-- TASK DESCRIPTION --
Look below for the line with "box: [227, 170, 259, 219]". Extract that line and each one after it through the last, word for word.

-- Dataset items --
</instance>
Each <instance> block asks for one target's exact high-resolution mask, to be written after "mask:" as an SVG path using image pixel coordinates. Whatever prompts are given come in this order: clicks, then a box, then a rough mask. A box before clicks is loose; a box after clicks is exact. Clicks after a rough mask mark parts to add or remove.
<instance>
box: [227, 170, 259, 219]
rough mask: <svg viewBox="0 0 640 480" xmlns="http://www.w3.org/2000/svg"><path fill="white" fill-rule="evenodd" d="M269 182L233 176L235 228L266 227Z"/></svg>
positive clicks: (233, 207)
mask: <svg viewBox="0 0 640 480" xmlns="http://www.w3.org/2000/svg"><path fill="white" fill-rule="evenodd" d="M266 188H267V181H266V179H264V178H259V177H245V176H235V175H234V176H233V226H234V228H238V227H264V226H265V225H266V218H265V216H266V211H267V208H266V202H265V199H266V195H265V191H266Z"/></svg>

-- WRITTEN REPLY --
box: [227, 170, 259, 219]
rough mask: <svg viewBox="0 0 640 480" xmlns="http://www.w3.org/2000/svg"><path fill="white" fill-rule="evenodd" d="M269 182L233 176L235 228L266 227Z"/></svg>
positive clicks: (233, 207)
mask: <svg viewBox="0 0 640 480" xmlns="http://www.w3.org/2000/svg"><path fill="white" fill-rule="evenodd" d="M266 188H267V181H266V179H264V178H259V177H245V176H235V175H234V176H233V226H234V228H238V227H264V226H265V225H266V218H265V216H266V211H267V208H266V202H265V199H266V195H265V191H266Z"/></svg>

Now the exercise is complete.